Work instructions
Reproduce the listing between the lines holding "Task: pick out pocket" and "<point>598,562</point>", inclusive, swapping every "child's arm" for "kid's arm" and leaving all else unchanged.

Pointing dataset excerpts:
######

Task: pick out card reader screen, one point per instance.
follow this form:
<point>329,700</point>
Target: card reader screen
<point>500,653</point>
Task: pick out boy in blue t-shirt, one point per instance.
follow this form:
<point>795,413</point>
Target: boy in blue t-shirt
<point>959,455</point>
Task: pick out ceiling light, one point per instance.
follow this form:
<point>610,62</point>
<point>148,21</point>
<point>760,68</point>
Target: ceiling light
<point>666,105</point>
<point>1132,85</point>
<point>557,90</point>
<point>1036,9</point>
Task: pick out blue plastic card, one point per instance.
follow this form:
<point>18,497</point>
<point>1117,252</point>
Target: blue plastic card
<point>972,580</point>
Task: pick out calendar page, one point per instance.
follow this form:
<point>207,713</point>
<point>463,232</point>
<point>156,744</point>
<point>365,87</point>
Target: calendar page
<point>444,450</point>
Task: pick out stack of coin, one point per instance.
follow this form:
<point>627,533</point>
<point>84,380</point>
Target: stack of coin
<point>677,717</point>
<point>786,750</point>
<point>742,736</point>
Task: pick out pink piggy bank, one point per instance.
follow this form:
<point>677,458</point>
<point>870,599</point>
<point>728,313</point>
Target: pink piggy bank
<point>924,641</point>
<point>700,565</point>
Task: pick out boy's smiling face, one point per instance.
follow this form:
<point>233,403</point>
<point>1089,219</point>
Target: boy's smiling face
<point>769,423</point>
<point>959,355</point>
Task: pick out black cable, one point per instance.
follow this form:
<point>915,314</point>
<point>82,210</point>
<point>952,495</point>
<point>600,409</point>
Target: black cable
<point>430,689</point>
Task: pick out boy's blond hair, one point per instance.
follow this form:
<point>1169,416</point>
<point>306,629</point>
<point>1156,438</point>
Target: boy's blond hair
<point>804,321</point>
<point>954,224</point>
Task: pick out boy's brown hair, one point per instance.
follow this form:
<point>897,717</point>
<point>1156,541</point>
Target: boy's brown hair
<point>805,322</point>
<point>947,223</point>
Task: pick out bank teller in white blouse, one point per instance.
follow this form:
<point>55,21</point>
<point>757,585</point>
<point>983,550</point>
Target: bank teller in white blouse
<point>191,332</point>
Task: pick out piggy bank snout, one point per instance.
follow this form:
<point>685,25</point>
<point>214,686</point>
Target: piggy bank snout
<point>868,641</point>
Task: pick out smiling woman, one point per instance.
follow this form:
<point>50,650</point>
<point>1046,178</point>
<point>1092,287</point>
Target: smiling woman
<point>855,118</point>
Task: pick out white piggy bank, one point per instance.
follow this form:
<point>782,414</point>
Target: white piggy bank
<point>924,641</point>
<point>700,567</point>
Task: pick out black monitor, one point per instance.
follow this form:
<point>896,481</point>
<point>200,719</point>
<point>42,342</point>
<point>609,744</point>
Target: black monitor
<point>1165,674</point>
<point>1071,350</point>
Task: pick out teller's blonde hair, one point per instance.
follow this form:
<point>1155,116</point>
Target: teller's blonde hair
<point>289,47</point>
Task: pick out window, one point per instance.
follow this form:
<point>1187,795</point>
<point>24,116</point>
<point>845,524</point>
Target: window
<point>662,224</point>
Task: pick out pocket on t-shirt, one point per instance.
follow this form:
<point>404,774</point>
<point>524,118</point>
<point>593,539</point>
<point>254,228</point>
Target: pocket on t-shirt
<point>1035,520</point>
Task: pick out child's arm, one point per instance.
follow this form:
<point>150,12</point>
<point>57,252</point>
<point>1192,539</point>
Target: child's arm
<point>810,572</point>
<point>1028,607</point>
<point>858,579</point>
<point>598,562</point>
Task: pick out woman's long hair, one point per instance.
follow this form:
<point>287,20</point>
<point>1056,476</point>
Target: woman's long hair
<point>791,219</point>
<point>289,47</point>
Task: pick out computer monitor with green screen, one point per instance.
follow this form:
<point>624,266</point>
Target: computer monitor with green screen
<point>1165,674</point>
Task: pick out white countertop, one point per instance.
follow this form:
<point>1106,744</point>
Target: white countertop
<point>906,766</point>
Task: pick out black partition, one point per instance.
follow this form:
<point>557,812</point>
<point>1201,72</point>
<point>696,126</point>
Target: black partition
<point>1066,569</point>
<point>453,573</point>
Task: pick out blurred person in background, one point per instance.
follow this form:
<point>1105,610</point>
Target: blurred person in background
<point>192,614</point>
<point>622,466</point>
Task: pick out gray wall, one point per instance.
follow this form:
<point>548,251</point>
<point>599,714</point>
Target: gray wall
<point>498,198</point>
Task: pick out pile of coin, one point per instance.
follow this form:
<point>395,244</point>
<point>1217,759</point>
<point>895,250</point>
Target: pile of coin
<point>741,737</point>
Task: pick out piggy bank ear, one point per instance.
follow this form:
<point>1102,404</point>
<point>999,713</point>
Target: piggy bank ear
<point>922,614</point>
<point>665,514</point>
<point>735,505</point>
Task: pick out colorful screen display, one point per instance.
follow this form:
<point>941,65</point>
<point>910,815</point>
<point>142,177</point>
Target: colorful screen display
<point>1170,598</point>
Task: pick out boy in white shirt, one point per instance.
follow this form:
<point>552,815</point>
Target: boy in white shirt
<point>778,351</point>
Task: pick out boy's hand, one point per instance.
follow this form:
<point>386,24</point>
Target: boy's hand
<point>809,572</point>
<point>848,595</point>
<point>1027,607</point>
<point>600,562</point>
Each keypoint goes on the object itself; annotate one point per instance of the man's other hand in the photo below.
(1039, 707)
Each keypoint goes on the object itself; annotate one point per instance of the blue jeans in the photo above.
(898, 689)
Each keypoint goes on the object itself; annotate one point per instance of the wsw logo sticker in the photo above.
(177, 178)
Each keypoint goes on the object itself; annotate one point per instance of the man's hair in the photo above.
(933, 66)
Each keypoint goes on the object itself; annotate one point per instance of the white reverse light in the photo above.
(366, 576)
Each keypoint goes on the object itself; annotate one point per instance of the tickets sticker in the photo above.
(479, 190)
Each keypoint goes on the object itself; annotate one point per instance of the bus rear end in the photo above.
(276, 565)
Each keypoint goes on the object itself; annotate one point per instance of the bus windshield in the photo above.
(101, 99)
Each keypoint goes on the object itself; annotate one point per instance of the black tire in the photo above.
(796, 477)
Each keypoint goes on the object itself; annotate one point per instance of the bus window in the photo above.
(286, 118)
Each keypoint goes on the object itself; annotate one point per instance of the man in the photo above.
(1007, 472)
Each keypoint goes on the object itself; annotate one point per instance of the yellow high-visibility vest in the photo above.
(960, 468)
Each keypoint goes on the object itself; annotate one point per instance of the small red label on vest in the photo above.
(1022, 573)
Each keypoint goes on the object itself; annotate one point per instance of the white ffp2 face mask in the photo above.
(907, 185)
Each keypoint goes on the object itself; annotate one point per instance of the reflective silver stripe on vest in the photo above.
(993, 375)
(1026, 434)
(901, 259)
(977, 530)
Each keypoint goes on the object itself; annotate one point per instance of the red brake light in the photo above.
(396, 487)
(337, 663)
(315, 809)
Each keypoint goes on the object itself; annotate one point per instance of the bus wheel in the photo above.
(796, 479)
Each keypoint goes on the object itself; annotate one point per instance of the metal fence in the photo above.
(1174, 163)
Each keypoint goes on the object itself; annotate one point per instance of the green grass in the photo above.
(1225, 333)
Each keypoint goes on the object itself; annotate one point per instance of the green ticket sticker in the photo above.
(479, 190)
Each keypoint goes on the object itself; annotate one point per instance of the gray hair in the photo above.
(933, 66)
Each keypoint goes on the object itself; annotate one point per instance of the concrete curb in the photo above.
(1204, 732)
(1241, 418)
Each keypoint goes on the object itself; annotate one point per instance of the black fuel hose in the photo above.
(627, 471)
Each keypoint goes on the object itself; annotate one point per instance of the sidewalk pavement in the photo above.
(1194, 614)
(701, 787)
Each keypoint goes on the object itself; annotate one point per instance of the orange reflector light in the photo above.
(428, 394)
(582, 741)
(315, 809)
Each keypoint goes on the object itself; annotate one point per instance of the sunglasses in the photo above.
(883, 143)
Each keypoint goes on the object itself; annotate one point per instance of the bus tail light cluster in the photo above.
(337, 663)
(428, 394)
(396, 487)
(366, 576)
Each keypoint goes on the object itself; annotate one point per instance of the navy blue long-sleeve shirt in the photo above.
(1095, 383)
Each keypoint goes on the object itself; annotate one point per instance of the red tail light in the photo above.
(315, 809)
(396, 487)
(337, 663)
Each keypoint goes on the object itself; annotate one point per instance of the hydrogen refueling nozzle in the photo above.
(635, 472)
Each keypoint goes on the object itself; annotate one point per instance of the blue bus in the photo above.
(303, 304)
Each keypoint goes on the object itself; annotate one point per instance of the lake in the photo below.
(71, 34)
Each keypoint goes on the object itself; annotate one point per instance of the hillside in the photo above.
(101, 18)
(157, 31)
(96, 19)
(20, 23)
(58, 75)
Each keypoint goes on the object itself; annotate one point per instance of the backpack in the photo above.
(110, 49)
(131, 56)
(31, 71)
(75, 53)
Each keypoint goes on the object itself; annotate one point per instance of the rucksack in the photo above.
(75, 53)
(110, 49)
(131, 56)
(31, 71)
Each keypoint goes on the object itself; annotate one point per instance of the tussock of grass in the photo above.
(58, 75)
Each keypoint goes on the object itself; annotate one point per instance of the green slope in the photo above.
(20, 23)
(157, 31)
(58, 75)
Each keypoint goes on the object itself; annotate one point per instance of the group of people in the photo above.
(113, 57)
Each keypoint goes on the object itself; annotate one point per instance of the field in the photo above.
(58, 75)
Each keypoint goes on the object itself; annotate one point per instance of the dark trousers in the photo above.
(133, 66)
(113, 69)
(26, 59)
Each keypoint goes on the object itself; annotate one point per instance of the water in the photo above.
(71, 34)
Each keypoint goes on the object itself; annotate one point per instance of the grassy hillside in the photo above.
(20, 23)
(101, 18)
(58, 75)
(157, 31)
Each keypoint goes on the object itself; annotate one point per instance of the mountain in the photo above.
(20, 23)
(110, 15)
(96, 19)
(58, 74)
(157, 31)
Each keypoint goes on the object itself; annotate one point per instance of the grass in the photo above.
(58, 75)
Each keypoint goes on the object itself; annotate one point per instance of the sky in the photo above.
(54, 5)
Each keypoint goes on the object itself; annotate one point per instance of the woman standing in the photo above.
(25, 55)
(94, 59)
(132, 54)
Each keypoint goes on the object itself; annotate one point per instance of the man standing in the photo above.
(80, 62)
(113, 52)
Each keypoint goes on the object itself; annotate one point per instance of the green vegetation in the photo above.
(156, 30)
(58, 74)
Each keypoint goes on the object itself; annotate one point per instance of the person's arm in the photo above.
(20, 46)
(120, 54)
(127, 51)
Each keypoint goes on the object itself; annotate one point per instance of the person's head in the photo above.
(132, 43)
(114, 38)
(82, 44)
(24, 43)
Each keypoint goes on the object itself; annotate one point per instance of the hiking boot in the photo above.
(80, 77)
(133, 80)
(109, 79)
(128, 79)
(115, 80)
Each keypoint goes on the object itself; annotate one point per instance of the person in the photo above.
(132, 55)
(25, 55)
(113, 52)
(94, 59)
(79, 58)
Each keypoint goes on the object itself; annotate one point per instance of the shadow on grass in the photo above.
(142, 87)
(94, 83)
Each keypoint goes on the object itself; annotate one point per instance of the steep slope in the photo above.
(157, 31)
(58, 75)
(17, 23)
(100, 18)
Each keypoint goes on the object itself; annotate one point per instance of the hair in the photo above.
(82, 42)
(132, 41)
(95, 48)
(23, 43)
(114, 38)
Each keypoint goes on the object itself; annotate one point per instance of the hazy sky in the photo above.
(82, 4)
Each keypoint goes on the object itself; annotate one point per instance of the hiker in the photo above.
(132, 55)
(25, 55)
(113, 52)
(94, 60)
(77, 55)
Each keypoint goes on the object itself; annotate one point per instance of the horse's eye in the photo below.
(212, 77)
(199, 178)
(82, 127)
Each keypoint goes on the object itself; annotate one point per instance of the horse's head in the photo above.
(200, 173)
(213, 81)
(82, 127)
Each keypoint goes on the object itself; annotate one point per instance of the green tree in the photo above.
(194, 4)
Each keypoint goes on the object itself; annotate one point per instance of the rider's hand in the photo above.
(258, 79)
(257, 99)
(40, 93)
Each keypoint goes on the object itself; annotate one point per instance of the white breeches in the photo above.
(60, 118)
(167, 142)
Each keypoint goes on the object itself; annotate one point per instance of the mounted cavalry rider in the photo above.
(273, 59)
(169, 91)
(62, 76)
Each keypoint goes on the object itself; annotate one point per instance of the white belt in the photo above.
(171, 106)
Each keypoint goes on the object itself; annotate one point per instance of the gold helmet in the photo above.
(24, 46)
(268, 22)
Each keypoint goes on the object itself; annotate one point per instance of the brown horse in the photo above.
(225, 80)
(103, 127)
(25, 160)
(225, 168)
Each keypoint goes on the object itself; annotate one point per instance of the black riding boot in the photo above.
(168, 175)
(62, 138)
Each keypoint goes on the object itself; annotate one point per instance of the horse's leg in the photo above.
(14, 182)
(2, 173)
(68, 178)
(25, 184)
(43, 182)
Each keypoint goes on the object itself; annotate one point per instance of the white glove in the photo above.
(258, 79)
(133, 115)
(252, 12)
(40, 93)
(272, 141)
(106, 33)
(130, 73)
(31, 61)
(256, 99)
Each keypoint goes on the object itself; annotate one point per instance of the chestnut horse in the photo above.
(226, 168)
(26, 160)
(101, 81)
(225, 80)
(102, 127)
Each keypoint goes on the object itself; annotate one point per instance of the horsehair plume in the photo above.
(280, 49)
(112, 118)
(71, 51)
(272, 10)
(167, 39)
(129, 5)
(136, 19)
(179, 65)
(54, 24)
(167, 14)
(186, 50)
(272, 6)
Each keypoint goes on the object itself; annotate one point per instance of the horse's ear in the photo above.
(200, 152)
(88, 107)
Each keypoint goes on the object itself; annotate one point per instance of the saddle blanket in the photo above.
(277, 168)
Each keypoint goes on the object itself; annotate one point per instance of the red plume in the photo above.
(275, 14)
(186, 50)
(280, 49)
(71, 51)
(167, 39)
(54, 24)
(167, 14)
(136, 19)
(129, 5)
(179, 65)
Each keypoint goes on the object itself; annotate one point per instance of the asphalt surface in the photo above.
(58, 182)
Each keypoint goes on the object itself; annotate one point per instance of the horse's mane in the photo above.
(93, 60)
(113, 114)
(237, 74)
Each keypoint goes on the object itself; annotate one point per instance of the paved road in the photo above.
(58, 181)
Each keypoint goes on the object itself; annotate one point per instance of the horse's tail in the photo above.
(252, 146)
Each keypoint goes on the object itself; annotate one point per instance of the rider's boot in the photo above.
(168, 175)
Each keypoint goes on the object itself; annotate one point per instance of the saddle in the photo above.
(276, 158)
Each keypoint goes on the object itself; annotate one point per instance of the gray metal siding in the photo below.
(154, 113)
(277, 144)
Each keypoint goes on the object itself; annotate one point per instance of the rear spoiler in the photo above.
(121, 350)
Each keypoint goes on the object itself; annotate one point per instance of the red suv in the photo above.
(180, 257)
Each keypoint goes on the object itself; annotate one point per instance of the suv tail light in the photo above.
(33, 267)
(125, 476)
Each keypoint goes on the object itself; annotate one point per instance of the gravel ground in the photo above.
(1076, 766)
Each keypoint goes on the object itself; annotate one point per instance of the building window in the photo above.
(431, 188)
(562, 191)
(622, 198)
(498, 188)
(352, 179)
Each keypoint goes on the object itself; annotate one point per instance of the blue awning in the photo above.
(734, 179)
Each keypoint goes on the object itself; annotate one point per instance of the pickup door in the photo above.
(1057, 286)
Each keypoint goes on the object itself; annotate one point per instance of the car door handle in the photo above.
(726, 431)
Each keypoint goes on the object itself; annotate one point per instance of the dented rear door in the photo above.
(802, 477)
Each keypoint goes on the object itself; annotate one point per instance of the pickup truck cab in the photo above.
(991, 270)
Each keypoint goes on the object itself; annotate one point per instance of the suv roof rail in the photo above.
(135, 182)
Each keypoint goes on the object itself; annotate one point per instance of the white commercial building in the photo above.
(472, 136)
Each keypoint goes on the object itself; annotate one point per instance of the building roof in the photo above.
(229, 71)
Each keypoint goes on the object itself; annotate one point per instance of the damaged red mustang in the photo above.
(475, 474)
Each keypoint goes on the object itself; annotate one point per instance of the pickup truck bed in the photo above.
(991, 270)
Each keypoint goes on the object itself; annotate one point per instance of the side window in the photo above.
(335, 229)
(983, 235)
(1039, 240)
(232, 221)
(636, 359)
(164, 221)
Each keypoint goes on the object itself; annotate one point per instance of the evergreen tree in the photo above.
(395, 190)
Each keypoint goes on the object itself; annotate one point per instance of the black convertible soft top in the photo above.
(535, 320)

######

Exercise response
Task: pick out pocket on t-shirt, one point per instance.
follow this form:
<point>404,774</point>
<point>524,118</point>
<point>593,539</point>
<point>254,228</point>
Target: pocket on t-shirt
<point>1035,520</point>
Task: pick out kid's arm, one point per instance.
follow this form:
<point>150,12</point>
<point>57,252</point>
<point>1192,539</point>
Target: kid's arm
<point>810,572</point>
<point>1028,607</point>
<point>858,579</point>
<point>598,562</point>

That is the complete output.